### Given passage
From 158a3f0da384854553dbac80ed26c053ecc51830 Mon Sep 17 00:00:00 2001
From: John Segrave <john.segrave@ie.ibm.com>
Date: Tue, 23 Mar 2021 18:57:45 +0000
Subject: [PATCH 2/5] Issue #29 - Add batch capability for running analytics
 over historical results (e.g. after uploading data from SD cards)

---
 src/GasExposureAnalytics.py | 4 ++++
 1 file changed, 4 insertions(+)

diff --git a/src/GasExposureAnalytics.py b/src/GasExposureAnalytics.py
index caddec2..fd3165d 100644
--- a/src/GasExposureAnalytics.py
+++ b/src/GasExposureAnalytics.py
@@ -598,6 +598,10 @@ def batch_run_analytics_by_date (self, date, commit=True) :
             index = self._sensor_log_from_csv_df.sort_index().loc[date:date].index
             start_time = index.min()
             end_time = index.max()
+        
+        # If there's no data for the requested day, return None
+        if (start_time is None) or (end_time is None) :
+            return None
 
         # Adjust the end - should allow for the longest time-weighted averaging window to be fully-reported.
         longest_window_in_mins = max([window['mins'] for window in self.WINDOWS_AND_LIMITS])

From c7b01dc03cb2855cdb9113446f70aa86af01d5c3 Mon Sep 17 00:00:00 2001
From: John Segrave <john.segrave@ie.ibm.com>
Date: Thu, 1 Apr 2021 10:13:55 +0100
Subject: [PATCH 3/5] Issue #29 - Fixed review comments - date parameter
 type-checking and 400 return code.

---
 src/core_decision_flask_app.py | 22 +++++++++++++++-------
 1 file changed, 15 insertions(+), 7 deletions(-)

### Dataset entries
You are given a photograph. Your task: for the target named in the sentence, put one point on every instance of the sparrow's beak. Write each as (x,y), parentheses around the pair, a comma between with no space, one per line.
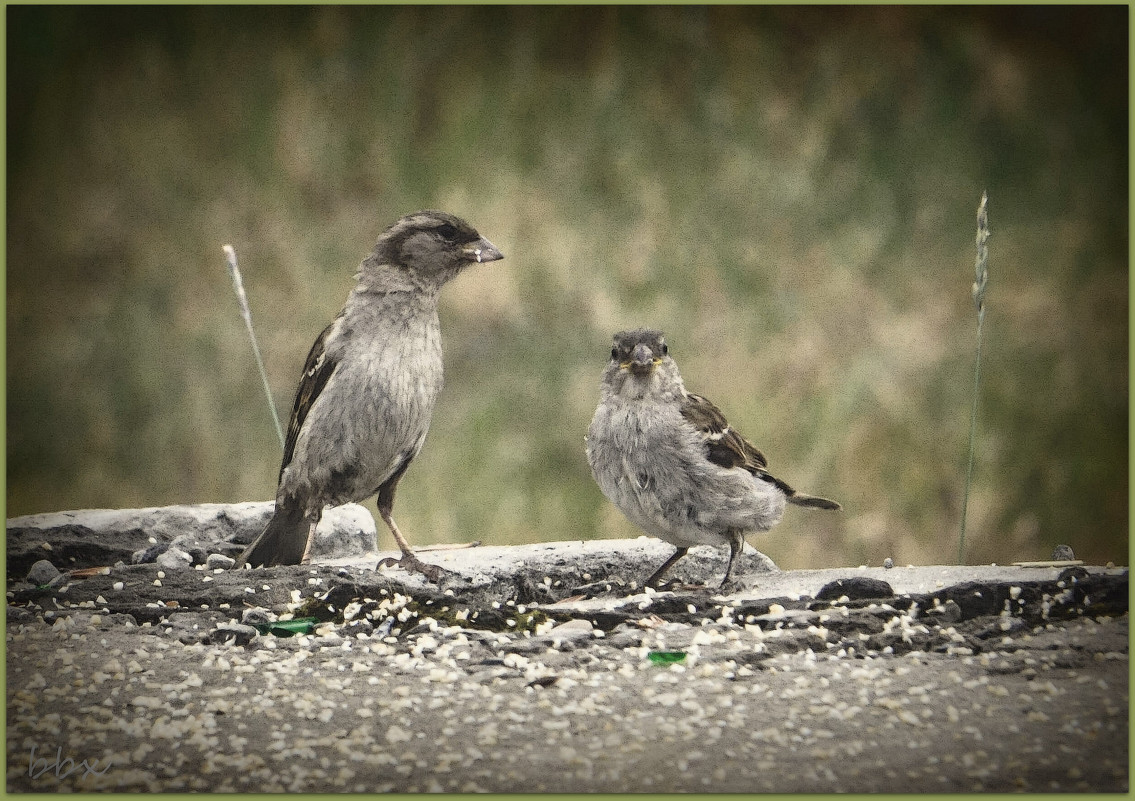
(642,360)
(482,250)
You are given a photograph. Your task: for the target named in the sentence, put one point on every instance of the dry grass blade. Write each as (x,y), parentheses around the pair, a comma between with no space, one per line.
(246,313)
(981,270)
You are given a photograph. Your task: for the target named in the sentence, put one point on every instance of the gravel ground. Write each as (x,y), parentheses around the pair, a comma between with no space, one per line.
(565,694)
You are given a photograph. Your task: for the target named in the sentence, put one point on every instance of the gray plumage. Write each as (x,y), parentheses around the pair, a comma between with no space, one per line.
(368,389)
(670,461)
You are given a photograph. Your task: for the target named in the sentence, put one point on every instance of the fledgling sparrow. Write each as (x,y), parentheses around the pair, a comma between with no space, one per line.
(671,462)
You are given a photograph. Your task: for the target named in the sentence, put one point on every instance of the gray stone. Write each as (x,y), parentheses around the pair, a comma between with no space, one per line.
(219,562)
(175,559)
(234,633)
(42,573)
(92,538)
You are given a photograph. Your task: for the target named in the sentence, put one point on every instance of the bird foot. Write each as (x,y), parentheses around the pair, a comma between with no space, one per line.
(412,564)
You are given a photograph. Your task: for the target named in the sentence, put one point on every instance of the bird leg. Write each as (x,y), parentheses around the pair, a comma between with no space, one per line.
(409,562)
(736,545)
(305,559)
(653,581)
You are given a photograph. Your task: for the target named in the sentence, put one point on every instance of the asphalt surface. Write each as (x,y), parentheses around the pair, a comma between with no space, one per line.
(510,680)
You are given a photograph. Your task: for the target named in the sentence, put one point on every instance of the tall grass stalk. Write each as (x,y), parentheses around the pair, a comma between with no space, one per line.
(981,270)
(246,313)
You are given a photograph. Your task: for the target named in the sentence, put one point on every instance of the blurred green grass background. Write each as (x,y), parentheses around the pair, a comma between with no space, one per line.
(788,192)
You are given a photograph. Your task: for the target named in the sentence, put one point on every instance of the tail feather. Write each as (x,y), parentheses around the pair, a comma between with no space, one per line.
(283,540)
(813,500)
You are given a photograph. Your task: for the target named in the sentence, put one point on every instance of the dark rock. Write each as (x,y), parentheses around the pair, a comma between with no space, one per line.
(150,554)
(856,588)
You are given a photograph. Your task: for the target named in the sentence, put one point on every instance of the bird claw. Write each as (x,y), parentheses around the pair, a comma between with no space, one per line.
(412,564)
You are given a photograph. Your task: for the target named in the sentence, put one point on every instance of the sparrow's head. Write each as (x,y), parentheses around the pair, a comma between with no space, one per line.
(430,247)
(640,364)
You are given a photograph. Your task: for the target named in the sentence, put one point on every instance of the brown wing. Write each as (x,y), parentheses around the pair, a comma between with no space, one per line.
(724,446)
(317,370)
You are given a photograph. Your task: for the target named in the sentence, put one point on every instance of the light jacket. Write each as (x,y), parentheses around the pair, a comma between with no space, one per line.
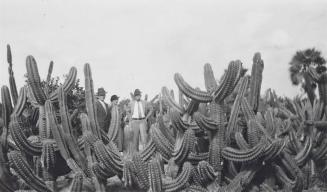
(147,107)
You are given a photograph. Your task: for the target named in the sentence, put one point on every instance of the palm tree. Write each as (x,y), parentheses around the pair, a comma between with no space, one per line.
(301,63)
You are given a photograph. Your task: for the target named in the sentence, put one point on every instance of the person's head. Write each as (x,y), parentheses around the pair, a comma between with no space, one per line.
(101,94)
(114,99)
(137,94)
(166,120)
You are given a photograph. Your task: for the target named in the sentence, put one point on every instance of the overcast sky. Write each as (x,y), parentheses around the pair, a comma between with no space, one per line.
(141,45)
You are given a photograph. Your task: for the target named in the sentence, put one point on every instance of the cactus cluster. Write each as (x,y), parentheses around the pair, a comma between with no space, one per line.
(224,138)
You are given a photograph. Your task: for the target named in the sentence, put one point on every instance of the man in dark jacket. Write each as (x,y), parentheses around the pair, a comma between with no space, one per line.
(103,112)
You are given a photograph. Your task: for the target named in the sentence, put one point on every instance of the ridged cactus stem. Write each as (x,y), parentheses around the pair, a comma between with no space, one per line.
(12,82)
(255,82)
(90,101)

### Directives
[1] Decide whether each statement below agrees with the analytics patch excerpt. For each, answer yes or no and quote the words of the excerpt that decide it.
(a) Patch 2/5 adds lines to src/GasExposureAnalytics.py without removing any.
(b) The added code returns None when the requested day has no data.
(c) Patch 3/5 changes src/core_decision_flask_app.py without deleting any lines.
[2] Carry on the analytics patch excerpt from its final line.
The data has no role in any of this work.

### Answers
[1]
(a) Yes: "1 file changed, 4 insertions(+)"
(b) Yes: "If there's no data for the requested day, return None"
(c) No: "1 file changed, 15 insertions(+), 7 deletions(-)"

[2]
diff --git a/src/core_decision_flask_app.py b/src/core_decision_flask_app.py
index facb8b3..a74b294 100644
--- a/src/core_decision_flask_app.py
+++ b/src/core_decision_flask_app.py
@@ -7,6 +7,7 @@
 from GasExposureAnalytics import GasExposureAnalytics
 from dotenv import load_dotenv
 import time
+from datetime import date
 import atexit
 from apscheduler.schedulers.background import BackgroundScheduler
 import logging
@@ -173,20 +174,27 @@ def getStatusDetails():
 def batch_run_analytics_by_date():
 
     try:
-        date = request.args.get(DATE_PARAMETER)
+        date_str = request.args.get(DATE_PARAMETER)
+
+        # Return 400 (Bad Request) if the supplied date is invalid.
+        if (date_str is None) :
+            logger.error('Missing parameters : '+DATE_PARAMETER+' : '+date_str)
+            abort(400)
+        else :
+            try :
+                date.fromisoformat(date_str)
+            except ValueError as e:
+                logger.error("Invalid '"+DATE_PARAMETER+"' parameter. '"+date_str+"' should be an ISO-formatted YYYY-MM-DD date string (like 2000-12-31)")
+                abort(400)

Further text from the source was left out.